──────── Text excerpt

When someone passes away, an estate administrator is tasked with the job of winding up his (or her) estate and distributing estate assets. If the decedent passed away testate, meaning that he left a will, the person is called an executor and is typically named in the will. If the decedent passed away intestate, meaning that he did not leave a will, the person is called an administrator. In order to be an administrator a petition must be filed. However, just because you want to be an estate administrator, does not mean that the court will grant your petition. Under Illinois Probate Act, section 9-3- Persons entitled to preference in obtaining letters, there is a priority list for persons entitled to preference in obtaining letters. Furthermore, you must be qualified. If you would like to learn more about persons entitled to preference in obtaining letters, contact a Chicago estate administration lawyer who has experience before the Illinois Probate Court.

Persons Entitled to Preference in Obtaining Letters

When deciding who should serve as the estate administrator, the probate court will consider people in the following order of priority:

  • The decedent’s surviving spouse or the person named by the surviving spouse
  • Beneficiaries who are children of the decedent or persons named by them
  • Other beneficiaries or persons named by the beneficiaries
  • The decedent’s children or persons named by them
  • The decedent’s grandchildren or persons named by them
  • The decedent’s parents or persons named by them
  • The decedent’s siblings or persons named by them
  • The closest relative to the decedent or persons named by him or her
  • The representative of the estate of a deceased ward
  • The Public Administrator
  • A creditor of the decedent

Even if you are at the top of the priority list and would like to serve as administrator, the court will approve your petition only if you meet the statutory qualifications of serving as an administrator.

────────────────

■ **Activities**
**1)** Rewrite the records from their first line through the line containing "box: [180, 144, 196, 195]", swapping "rough mask" for "coarse mask" and leaving everything else the same.
**2)** Carry on the text about who may serve as an Illinois estate administrator, picking up after its last sentence.

──────── Source information

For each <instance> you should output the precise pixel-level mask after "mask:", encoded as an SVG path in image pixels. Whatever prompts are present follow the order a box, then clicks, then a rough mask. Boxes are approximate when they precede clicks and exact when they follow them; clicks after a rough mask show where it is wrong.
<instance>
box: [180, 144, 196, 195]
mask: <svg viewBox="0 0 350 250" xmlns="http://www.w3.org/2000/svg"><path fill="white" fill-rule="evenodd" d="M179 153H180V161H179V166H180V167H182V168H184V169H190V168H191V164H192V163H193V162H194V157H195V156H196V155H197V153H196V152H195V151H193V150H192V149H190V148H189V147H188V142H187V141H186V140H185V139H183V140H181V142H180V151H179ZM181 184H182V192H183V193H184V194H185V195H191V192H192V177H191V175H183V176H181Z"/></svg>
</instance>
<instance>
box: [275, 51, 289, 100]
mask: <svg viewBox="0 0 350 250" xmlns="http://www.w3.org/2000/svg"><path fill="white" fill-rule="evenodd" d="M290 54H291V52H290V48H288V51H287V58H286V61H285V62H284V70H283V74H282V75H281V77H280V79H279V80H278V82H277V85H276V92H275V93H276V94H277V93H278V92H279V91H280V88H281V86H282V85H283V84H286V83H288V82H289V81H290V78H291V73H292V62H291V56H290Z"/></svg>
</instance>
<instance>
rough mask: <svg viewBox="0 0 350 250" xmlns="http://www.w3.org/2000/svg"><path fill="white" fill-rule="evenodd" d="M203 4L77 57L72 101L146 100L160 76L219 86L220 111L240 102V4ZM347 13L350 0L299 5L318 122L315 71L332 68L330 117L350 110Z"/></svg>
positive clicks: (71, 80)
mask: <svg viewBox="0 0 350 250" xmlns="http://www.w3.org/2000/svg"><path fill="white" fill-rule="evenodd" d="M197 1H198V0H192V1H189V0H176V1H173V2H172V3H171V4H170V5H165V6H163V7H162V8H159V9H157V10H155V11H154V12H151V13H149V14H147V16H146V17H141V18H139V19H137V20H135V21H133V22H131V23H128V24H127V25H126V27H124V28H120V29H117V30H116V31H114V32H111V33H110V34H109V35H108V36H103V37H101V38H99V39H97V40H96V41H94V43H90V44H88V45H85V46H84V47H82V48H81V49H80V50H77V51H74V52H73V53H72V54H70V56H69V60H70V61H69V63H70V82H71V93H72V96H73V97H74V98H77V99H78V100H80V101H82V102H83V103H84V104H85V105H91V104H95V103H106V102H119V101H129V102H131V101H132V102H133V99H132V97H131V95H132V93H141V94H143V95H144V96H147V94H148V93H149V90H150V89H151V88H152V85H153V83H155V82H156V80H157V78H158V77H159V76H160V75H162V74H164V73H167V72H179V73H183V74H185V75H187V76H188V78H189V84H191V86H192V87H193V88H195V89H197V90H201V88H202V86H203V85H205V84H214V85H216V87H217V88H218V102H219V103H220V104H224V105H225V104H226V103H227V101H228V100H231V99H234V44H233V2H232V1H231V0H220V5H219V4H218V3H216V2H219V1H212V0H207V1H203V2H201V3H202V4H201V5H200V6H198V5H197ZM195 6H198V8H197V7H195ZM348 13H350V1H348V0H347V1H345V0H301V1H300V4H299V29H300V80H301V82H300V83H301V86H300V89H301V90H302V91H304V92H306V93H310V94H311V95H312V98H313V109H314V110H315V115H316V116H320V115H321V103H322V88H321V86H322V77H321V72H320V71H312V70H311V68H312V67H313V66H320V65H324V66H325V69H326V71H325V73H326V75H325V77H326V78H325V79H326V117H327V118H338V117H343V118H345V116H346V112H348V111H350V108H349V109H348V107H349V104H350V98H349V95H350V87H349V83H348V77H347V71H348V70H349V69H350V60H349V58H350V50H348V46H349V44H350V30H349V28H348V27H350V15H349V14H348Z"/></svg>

────────────────

■ **Outputs in order**
**1)**
For each <instance> you should output the precise pixel-level mask after "mask:", encoded as an SVG path in image pixels. Whatever prompts are present follow the order a box, then clicks, then a coarse mask. Boxes are approximate when they precede clicks and exact when they follow them; clicks after a coarse mask show where it is wrong.
<instance>
box: [180, 144, 196, 195]

**2)**
Qualifications to Serve as an Administrator

As a Chicago estate administration lawyer will explain, the Illinois Probate Act requires that an estate administrator must be a resident of the United States, must be at least 18 years old, and must not suffering from a disability as defined in the Probate Act, and must not have been convicted of a felony.

Once you are appointed the estate administrator, the court has the authority to revoke your appointment for cause. Reasons for revocation including becoming a resident of a country other than the United States, being convicted of a felony, wasting or mismanaging estate assets, refusing to follow orders of the court, becoming the administrator under false pretenses, becoming mentally incapacitated, or becoming incapable of fulfilling the responsibilities for any other reasons.

Similarly, an estate administrator has the right to resign. In order to do so he must file a petition. Upon approval of the petition his letters will be revoked.

Filing a Petition

The process for being appointed an executor includes filing a petition with the Illinois Probate Court. The petition must state the name and last address of the decedent, the value of his estate, and the names and addresses of the decedent’s beneficiaries and heirs. The petition must also include details as to why the petition has the right to be named administrator. The court will review each petition and grant the petition of the person who has the highest priority and is qualified. As an estate administration attorney in Chicago will explain, the court will issue letters of administration to the person named administrator. The Letters give the administrator legal authority to manage the estate and act on its behalf. For example, with the letters of administration, the executor has the authority to go to a bank and take over the decedents accounts.

Responsibilities of an Estate Administrator

It is also important for anyone considering serving as an estate administrator to understand the responsibilities. An estate administrator must:

  • Take charge of estate property. This involves indentifying property, securing it, and appraising it.
  • Paying estate debts. This involves paying debts to creditors, addressing claims against the estate, and paying expenses of estate administration out of estate property.
  • Distributing property. The estate administrator must ultimately distribute assets from the estate to the decedent’s legal heirs.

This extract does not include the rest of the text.